* Your tasks *
1. In the page on graph complements, what does the order of a graph equal?
2. Name every section heading in the page on graph complements.
3. Write the next part of the page on graph complements, starting right after its last sentence.
[start of Page text]
## Complement Of Graph-

Complement of a simple graph G is a simple graph G’ having-

• All the vertices of G.
• An edge between two vertices v and w iff there exists no edge between v and w in the original graph G.

## Complement Of Graph Example-

The following example shows a graph G and its complement graph G’- ## Relationship Between G & G’-

The following relationship exists between a graph G and its complement graph G’-

1. Number of vertices in G = Number of vertices in G’.

 |V(G)| = |V(G’)|

2. The sum of total number of edges in G and G’ is equal to the total number of edges in a complete graph.

 |E(G)| + |E(G’)|= C(n,2)= n(n-1) / 2

where n = total number of vertices in the graph

## Important Terms-

It is important to note the following terms-

• Order of graph = Total number of vertices in the graph
• Size of graph = Total number of edges in the graph

Also Read- Types of Graphs in Graph Theory

## Problem-01:

A simple graph G has 10 vertices and 21 edges. Find total number of edges in its complement graph G’.
[end of Page text]
[start of Data lines]
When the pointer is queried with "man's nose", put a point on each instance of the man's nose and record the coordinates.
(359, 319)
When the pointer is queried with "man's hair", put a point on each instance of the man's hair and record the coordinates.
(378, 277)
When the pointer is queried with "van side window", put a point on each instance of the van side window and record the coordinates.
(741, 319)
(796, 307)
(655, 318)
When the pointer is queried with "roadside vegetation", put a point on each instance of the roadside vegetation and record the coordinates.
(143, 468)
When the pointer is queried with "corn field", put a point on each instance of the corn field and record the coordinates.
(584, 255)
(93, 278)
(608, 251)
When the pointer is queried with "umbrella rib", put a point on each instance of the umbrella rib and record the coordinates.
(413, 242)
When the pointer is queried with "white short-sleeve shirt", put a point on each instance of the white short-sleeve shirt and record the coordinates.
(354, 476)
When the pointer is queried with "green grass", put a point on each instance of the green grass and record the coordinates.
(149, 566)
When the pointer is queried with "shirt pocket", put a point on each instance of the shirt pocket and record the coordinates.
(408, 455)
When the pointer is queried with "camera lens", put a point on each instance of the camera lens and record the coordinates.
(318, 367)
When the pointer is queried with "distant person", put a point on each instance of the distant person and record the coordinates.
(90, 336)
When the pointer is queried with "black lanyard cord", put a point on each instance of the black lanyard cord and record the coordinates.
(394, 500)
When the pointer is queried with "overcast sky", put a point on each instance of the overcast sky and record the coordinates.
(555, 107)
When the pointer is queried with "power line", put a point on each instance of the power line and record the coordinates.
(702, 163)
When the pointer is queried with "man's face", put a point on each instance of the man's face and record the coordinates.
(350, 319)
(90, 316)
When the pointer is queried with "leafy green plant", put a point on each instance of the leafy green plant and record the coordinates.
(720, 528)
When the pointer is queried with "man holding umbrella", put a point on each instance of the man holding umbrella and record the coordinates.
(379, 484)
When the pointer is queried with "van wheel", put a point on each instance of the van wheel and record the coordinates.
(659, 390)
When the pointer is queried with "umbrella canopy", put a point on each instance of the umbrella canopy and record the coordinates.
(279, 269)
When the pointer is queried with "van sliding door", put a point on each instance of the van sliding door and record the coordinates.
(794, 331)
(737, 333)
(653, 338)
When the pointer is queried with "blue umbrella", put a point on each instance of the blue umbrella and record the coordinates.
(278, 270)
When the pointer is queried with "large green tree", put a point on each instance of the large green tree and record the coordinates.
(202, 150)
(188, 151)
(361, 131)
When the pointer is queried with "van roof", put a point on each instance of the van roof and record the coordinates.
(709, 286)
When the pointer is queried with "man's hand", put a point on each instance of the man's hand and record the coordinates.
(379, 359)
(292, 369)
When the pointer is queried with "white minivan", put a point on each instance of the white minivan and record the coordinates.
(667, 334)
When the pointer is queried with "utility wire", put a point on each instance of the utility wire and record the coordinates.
[end of Data lines]
* Expected answers *
1. The total number of vertices in the graph.

2.
Complement Of Graph
Complement Of Graph Example
Relationship Between G & G’
Important Terms
Problem-01

3.
## Solution-

Given-

• Number of edges in graph G, |E(G)| = 21
• Number of vertices in graph G, n = 10

We know |E(G)| + |E(G’)| = n(n-1) / 2.

Substituting the values, we get-

21 + |E(G’)| = 10 x (10-1) / 2

|E(G’)| = 45 – 21

∴ |E(G’)| = 24

Thus, Number of edges in complement graph G’ = 24.

## Problem-02:

A simple graph G has 30 edges and its complement graph G’ has 36 edges. Find number of vertices in G.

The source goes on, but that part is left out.